▶ Source document:

** begin **

When the Goddess comes home

When the Goddess comes home


Durga Puja arrives every year as sure as the autumn itself. And yet, each time, it feels new. Never the same. Maybe it’s the shiuli flowers, scattered across the dew-wet grass like tiny stars. Their smell hits me. And suddenly I’m back in some half-forgotten corner of childhood. Or maybe it’s just that first sound of the conch shell in the morning. It announces the Goddess’s arrival, reminding us that the divine can live in our homes, our courtyards, our very breath. Divine ma steps into our homes.

When I was growing up, I never really looked at a calendar to know the season. The signs were all around me… the beat of the dhak floating in from a distance, the pandal slowly rising in the neighbourhood with its bamboo skeleton and bits of coloured cloth, the pile of new clothes waiting on the bed days before Puja. These were my markers of time. Even today, when the sky turns that sharp autumn blue and white clouds float like gentle sholapith decorations, I feel the pull of Puja in my bones.

Durga, in her regal dress with ten arms raised, has always felt to me like more than just a picture of victory. She is Shakti… strength, resistance, resilience. But also a reminder that women can hold both softness and power together. Our old texts put her high on a pedestal, as divine. And yet, in daily life, so many women still live quietly with pain. Every Puja this thought returns to me: how do we bow before the Goddess and still deny respect to her own daughters?

** end **

▶ Tasks to carry out:
a: Answer these questions about the Durga Puja essay, one per line:
(i) What flowers lie scattered across the dew-wet grass?
(ii) What forms the skeleton of the pandal rising in the neighborhood?
(iii) How many arms does Durga have raised?
b: In the entries, swap "target phrase" for "given phrase" and write out the part that opens with the line containing "the person's arm." and runs through the end of the entries, leaving everything else unchanged.

▶ Data to process:

** begin **

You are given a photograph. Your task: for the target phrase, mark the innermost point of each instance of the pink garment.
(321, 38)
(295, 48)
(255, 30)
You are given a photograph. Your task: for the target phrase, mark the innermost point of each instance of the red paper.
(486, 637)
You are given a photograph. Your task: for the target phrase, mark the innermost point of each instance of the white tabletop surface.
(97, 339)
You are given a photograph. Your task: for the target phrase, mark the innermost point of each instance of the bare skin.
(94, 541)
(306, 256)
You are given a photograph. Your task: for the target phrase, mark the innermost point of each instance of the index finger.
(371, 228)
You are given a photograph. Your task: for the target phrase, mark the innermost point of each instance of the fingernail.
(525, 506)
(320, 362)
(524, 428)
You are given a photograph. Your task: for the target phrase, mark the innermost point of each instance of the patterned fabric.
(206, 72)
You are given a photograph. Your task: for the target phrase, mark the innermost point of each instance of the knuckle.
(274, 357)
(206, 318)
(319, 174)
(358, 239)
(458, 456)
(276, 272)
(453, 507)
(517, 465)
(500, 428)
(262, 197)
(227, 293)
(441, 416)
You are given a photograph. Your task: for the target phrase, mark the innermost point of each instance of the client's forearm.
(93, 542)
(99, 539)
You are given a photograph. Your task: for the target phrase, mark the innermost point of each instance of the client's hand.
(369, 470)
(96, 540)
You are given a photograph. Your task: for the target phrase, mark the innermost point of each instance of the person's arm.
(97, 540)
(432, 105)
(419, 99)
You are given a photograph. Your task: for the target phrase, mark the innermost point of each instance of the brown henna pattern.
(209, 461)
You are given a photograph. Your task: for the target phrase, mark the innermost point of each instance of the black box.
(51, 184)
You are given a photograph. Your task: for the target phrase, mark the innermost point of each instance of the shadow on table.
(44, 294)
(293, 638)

** end **

▶ Task results:
a:
(i) Shiuli flowers
(ii) Bamboo
(iii) Ten

b:
You are given a photograph. Your task: for the given phrase, mark the innermost point of each instance of the person's arm.
(97, 540)
(432, 105)
(419, 99)
You are given a photograph. Your task: for the given phrase, mark the innermost point of each instance of the brown henna pattern.
(209, 461)
You are given a photograph. Your task: for the given phrase, mark the innermost point of each instance of the black box.
(51, 184)
You are given a photograph. Your task: for the given phrase, mark the innermost point of each instance of the shadow on table.
(44, 294)
(293, 638)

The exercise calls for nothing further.